(Point localization data)
○ ○ ○ ○
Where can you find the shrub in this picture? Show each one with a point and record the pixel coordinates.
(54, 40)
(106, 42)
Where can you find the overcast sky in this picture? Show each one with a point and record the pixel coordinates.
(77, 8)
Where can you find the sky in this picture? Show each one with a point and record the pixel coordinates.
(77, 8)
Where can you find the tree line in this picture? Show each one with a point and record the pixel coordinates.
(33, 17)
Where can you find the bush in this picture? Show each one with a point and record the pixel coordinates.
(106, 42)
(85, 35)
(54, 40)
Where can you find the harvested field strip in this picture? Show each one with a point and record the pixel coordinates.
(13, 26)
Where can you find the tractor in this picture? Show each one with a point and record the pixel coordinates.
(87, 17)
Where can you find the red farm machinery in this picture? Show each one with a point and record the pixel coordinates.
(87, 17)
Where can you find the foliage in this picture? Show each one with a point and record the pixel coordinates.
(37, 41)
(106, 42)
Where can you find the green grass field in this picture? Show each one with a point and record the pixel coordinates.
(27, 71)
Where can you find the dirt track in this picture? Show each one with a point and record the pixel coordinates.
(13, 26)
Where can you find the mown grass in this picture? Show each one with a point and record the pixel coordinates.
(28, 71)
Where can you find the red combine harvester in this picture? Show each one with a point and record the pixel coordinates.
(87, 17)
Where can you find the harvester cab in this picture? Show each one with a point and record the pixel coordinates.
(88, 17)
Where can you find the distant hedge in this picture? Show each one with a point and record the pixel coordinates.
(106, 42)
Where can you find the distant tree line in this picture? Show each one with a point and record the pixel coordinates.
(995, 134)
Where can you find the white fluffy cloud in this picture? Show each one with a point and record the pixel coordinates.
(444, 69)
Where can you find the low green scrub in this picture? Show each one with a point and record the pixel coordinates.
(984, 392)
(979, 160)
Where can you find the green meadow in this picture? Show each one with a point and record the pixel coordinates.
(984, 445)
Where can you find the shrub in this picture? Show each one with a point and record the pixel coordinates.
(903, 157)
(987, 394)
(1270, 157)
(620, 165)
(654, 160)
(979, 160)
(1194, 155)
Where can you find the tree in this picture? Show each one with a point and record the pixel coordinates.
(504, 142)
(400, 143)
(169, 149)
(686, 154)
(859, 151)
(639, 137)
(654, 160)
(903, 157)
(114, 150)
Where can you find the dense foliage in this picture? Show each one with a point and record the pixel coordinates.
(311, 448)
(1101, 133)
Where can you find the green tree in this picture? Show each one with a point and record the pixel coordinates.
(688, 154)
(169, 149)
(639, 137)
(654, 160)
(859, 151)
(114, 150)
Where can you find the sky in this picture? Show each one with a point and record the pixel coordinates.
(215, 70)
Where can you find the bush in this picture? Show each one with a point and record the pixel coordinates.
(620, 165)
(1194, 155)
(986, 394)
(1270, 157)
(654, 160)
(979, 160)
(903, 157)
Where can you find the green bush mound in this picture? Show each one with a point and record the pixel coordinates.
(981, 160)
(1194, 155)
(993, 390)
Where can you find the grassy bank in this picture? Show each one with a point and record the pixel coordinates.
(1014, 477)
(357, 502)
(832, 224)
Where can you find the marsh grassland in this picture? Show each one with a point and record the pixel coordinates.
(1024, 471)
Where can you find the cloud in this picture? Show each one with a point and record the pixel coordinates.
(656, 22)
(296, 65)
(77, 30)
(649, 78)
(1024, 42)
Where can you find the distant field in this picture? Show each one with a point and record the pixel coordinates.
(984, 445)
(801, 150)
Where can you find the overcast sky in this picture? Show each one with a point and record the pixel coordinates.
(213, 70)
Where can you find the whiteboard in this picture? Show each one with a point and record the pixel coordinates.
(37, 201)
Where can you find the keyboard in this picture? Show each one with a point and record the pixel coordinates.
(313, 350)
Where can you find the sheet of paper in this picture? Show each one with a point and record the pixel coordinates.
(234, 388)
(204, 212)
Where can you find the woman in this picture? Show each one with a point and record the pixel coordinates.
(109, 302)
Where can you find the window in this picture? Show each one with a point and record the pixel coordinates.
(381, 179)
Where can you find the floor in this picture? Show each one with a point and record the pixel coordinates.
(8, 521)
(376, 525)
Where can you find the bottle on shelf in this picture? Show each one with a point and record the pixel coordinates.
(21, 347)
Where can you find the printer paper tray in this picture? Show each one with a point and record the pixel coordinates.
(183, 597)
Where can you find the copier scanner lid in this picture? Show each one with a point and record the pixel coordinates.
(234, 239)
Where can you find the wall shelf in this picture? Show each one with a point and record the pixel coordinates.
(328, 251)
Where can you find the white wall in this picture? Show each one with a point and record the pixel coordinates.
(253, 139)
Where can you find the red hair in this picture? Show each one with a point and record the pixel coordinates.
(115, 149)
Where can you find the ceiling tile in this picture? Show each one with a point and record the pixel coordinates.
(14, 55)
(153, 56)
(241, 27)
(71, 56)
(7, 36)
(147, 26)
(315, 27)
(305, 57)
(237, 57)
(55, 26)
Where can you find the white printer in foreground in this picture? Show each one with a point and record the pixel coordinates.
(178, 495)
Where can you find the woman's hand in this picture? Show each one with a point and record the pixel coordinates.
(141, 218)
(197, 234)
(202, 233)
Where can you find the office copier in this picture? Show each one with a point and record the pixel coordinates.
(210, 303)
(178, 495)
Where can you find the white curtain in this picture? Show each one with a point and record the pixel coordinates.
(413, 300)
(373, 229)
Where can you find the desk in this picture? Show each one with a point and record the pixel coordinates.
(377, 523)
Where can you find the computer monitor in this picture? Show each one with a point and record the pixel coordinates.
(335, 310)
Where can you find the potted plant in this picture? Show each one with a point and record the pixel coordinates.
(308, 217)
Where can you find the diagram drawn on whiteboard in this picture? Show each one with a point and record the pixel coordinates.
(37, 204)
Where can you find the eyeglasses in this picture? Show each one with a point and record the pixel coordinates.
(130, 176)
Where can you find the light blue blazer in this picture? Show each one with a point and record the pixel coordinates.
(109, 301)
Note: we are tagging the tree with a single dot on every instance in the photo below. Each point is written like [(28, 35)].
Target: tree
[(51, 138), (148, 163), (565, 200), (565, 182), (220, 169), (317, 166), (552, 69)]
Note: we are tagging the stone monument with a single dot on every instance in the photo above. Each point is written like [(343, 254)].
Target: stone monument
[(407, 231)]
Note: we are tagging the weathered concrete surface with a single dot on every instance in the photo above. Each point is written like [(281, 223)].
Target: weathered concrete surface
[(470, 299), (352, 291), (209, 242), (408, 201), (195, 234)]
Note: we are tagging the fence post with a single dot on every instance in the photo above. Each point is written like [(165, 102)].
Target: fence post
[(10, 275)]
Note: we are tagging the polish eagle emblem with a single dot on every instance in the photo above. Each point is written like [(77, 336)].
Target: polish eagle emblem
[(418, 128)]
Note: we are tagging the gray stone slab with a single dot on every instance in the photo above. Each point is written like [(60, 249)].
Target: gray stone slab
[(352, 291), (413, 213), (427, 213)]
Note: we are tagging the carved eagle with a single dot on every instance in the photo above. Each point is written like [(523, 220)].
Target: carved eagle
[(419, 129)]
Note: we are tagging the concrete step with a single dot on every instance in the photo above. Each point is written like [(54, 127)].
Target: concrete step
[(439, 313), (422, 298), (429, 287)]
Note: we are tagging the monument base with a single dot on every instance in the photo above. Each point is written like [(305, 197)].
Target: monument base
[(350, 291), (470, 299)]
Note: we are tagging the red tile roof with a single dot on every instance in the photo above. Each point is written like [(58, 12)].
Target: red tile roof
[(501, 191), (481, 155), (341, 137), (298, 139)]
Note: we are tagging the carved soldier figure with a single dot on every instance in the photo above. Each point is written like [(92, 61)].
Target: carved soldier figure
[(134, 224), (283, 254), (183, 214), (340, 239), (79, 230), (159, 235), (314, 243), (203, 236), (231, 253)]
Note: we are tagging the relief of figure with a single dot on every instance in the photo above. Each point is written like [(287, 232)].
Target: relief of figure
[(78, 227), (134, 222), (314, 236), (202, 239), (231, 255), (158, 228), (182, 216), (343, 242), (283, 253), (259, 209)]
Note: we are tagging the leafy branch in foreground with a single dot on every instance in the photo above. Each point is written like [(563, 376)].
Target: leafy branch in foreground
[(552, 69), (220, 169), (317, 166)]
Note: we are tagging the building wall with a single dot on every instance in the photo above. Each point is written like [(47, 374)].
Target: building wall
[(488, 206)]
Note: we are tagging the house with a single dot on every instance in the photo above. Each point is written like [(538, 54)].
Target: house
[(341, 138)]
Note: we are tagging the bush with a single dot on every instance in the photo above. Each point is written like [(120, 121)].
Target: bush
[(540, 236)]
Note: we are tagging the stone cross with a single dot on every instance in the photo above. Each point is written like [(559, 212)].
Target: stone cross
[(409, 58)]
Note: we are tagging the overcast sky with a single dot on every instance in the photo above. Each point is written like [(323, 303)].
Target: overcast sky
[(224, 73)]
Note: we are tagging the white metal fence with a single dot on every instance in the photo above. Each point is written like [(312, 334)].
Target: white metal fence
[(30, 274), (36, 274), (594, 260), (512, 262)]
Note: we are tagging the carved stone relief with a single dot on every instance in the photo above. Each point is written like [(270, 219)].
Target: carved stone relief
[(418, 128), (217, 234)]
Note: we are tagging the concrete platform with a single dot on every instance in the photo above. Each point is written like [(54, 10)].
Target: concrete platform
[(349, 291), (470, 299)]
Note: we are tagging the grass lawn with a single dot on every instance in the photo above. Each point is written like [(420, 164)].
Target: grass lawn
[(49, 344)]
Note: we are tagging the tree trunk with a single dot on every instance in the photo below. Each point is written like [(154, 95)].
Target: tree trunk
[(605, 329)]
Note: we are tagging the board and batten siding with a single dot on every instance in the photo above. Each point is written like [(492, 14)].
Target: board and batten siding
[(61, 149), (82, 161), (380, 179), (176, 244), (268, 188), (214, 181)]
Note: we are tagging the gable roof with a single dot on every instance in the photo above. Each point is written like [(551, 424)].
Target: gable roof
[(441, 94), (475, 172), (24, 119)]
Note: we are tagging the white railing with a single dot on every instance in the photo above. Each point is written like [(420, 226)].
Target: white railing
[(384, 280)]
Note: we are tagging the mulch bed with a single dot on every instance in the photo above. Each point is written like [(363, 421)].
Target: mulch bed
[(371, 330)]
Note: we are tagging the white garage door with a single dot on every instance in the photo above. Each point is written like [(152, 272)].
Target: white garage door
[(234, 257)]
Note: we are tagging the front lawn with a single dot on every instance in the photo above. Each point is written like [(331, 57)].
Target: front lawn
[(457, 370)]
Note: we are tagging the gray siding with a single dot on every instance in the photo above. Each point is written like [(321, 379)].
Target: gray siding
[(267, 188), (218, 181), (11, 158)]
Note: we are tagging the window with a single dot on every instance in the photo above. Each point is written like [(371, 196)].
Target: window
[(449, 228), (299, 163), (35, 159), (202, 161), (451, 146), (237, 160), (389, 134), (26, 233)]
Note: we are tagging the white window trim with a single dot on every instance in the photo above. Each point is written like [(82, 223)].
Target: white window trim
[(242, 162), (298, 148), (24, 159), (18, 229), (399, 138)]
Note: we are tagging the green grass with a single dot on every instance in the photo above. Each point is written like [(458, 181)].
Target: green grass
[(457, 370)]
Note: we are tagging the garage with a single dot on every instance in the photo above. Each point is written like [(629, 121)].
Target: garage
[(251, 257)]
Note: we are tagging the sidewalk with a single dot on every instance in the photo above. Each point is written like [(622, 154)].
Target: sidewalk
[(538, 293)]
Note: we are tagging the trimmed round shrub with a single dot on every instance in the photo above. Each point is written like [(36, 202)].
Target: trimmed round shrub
○ ○ ○ ○
Work instructions:
Above are some records; copy exactly the lines from the one with "Where can you find the copier" through the one with "Note: we are tagging the tree with", both included, and no others.

Solved exercise:
Where can you find the copier scanner lid in this picture? Show each one with a point and record the pixel coordinates.
(234, 239)
Where can you find the wall shelf in this picture? Show each one with a point and record the pixel coordinates.
(328, 251)
Where can you find the white wall in this picture? Show each one with a point and record the pixel coordinates.
(253, 139)
Where can you find the red hair in this picture? Show each one with a point and record the pixel coordinates.
(115, 149)
Where can you find the ceiling tile in this picture? Show each one with a point and record the pixel coordinates.
(14, 55)
(153, 56)
(241, 27)
(71, 56)
(7, 36)
(147, 26)
(315, 27)
(305, 57)
(237, 57)
(55, 26)
Where can you find the white printer in foreground in this picture? Show each one with a point and record the pixel coordinates.
(178, 495)
Where can you find the woman's hand in this picture? Show each one with a point and record the pixel coordinates.
(141, 218)
(197, 234)
(202, 233)
Where can you find the office copier in this picture? Show each one with a point and record the pixel coordinates.
(210, 303)
(178, 495)
Where can you find the white curtain in this picture? Show each one with a point and record the pixel coordinates.
(413, 300)
(373, 229)
Where can you find the desk in this picture? Show each one with a point and record the pixel coordinates.
(377, 523)
Where can you find the computer monitor in this picture? Show each one with a point and record the pixel coordinates.
(335, 310)
Where can you find the potted plant in this picture? Show each one with a point and record the pixel coordinates.
(308, 217)
Where can you find the diagram drawn on whiteboard in this picture? Show each one with a point and record the pixel coordinates.
(37, 204)
Where can you find the eyeglasses in this picture? Show each one with a point and record the pixel coordinates.
(130, 176)
Where can you find the light blue blazer in this picture? Show each one with a point and record the pixel coordinates.
(109, 301)
Note: we are tagging the tree with a single dot on every instance in the photo below. Each point is written like [(28, 35)].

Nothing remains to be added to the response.